**Directions:** The full set of entries below should be transcribed exactly.

**Data to process:**
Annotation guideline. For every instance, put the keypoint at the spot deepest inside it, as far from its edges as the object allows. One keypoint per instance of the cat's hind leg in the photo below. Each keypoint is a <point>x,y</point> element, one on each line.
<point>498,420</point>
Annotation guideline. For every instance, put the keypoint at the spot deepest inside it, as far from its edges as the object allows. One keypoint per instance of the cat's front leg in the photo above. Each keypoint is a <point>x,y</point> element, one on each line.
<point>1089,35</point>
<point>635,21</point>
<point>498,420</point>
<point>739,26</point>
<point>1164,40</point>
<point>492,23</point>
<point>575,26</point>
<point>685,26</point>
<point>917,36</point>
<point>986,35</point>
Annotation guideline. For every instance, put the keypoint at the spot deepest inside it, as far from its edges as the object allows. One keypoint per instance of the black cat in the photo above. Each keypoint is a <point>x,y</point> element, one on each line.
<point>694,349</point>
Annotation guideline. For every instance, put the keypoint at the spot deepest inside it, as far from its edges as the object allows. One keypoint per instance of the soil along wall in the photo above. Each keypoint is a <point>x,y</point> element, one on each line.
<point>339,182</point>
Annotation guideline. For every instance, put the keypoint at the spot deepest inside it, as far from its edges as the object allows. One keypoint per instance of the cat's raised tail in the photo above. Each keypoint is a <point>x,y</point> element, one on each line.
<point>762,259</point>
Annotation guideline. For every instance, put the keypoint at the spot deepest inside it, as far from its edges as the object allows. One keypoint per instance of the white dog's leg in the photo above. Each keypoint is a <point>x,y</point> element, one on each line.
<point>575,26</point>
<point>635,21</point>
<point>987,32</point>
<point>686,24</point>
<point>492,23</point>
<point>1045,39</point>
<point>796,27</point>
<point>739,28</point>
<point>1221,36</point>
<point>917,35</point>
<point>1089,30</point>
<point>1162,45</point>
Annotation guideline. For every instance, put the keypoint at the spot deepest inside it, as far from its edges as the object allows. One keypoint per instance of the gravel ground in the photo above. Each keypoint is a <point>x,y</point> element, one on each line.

**Reply:**
Annotation guideline. For every instance, put the keypoint at the spot deepest inside it, as far from its edges as the object allows. One keypoint per instance of the cat's hind leg in the photo below. Each keypoint is a <point>x,y</point> element, one on each line.
<point>498,420</point>
Annotation guideline. For every instance, put the keypoint at the spot deepest inside it, as far from its edges as the object allows. One keypoint per instance of the cat's front leg in the photo above. Each keypoint is a <point>x,y</point> element, one on each line.
<point>1089,35</point>
<point>635,21</point>
<point>498,420</point>
<point>739,26</point>
<point>1164,40</point>
<point>492,23</point>
<point>575,26</point>
<point>685,26</point>
<point>917,36</point>
<point>986,35</point>
Annotation guideline. For every instance, put the keypoint at the spot deepest inside it, as far from its edges as the object allows. One keypoint per instance of the black cat in the photo above. Each keypoint is a <point>x,y</point> element, one on each line.
<point>694,349</point>
Annotation guideline. For every instance, put the keypoint at the spot deepest inside it, as far from its edges as the object allows. One keypoint per instance of the soil along wall in the photo above. Each keypoint is a <point>x,y</point> element, one on each line.
<point>339,182</point>
Annotation guideline. For every instance, put the keypoint at the spot deepest inside it, as far from its edges as the object allows. One keypoint per instance of the cat's raised tail in the photo above. Each keypoint is a <point>x,y</point> element, one on each line.
<point>762,259</point>
Annotation guideline. For every instance, put the keypoint at the spot deepest inside it, as far from its edges as the object allows. One keypoint per instance of the white dog's leg in the photo above. Each keypoint is a <point>x,y</point> element, one on each line.
<point>575,26</point>
<point>635,21</point>
<point>987,32</point>
<point>686,24</point>
<point>492,23</point>
<point>1045,39</point>
<point>796,27</point>
<point>739,28</point>
<point>1221,36</point>
<point>917,35</point>
<point>1089,30</point>
<point>1162,45</point>
Annotation guideline. For every instance, put the keypoint at the spot deepest inside it, as far from its edges as the object allows. One keypoint per instance of the gravel ground in the photo above. Each keypoint is a <point>x,y</point> element, one on each line.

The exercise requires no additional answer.